EXCERPT:
* * * *

That's not tile switching you're seeing. It's a single tile with its pixel data being rewritten in between one scanline and the next. (Well, partially rewritten. There wasn't room to do a full 32 bytes, but 20 was sufficient for proof of concept.) You could change tilemap entries instead of tiles, if you wanted to, but the timing constraints might be different because the fetch pattern starts earlier.

This method could allow more data to be sent to VRAM per frame than would be possible just using VBlank alone. Since the VRAM gate address persists, you don't need to specify it with an HDMA channel, which means you can get 24 bytes per scanline. Maximum bandwidth for VRAM HDMA, assuming nothing else is using HDMA, would be a little over 5 KB per frame on NTSC with overscan turned off, which added to the ~6 KB of DMA time during standard VBlank results in a comfortable 11 KB total per frame with no letterboxing and minimal CPU penalty. (Regular DMA in an H-interrupt could push that past 12 KB at the cost of a lot of CPU time.)

But you have to be careful that you don't try to display the data at the wrong time - if you want to update for next frame, and you write too soon, the data will go in early and display during the current frame. If you want to update for the current frame but you write too late, the data displayed will be stale and the new stuff won't show up until the next frame. If you update a tile or its tilemap entry during the scanlines it's displayed on, the tile will display the old data above the writes and the new data below the writes, producing a visible glitch.

Also, since this kills sprites (either gone or glitched, not quite certain) on the line after each data shot, you have to be even more careful where you use it.

...

An example may illustrate the potential of this method, as well as how its restrictions come into play.

If one were to attempt to re-port Doom, one might wish to render a low-detail 216x144 window (the same size as in the existing port) as a 108x144 Mode 7 image (the existing port uses Mode 3), so as to be able to render it as a column-major bitmap and sidestep the issues inherent in trying to do vertical rasterization with a SNES bitplane target format. Unfortunately Mode 7 has hardwired VRAM constraints that severely limit double-buffering, and there isn't quite enough VBlank to pull it off even with the extra forced blank from the 176-line active display.

* * * *

EXCERPTED DATA:
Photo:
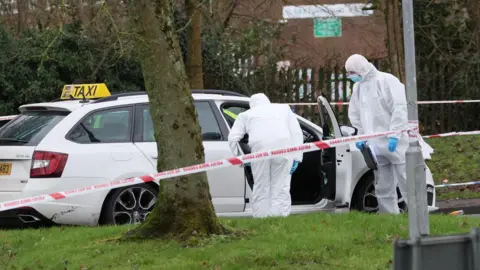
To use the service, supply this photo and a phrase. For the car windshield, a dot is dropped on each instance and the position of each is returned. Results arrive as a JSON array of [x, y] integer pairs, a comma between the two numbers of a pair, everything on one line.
[[30, 127]]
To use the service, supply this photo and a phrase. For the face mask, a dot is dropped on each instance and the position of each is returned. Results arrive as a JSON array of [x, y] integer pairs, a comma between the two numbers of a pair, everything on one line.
[[355, 78]]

* * * *

BRIEF: In the excerpt about writing to VRAM during active display, how many bytes per scanline can be transferred because the VRAM gate address does not need to be specified?

EXERCISE ANSWER: 24 bytes per scanline.